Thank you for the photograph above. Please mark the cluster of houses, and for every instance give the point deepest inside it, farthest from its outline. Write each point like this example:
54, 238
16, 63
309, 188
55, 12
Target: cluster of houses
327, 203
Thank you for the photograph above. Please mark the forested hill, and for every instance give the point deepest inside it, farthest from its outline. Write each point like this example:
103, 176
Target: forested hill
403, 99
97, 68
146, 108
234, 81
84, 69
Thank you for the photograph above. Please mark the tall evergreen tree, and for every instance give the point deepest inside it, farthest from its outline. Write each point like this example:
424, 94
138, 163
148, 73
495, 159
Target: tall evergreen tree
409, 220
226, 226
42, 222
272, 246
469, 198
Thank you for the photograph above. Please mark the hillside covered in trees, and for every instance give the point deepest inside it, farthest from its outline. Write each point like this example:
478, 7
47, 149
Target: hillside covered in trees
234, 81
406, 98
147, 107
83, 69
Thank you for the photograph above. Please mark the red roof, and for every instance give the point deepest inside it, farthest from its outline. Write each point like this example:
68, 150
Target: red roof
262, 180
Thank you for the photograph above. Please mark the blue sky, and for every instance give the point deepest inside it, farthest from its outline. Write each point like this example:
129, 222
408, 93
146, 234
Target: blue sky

----------

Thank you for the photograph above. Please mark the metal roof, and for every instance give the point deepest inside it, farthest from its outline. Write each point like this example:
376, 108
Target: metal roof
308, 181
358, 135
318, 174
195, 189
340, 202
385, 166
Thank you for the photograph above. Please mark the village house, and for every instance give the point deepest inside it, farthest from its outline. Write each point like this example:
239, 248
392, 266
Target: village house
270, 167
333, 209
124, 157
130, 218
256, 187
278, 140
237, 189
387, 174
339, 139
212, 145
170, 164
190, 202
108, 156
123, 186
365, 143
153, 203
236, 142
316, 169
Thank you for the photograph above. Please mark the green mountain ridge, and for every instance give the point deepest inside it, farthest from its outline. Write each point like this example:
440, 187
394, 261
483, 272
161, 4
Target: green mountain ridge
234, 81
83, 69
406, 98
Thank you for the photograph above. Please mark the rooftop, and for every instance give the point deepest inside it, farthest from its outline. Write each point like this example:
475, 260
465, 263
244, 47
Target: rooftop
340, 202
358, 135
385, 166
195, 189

----------

## WHAT YOU SHOULD DO
Search the data for "blue". Copy every matching line.

## SOLUTION TO THIS EXERCISE
Thank you for the photograph above. Please mark the blue sky, and for every instance give the point deepest inside it, farthest from its outline. Write each point like this example:
Target: blue sky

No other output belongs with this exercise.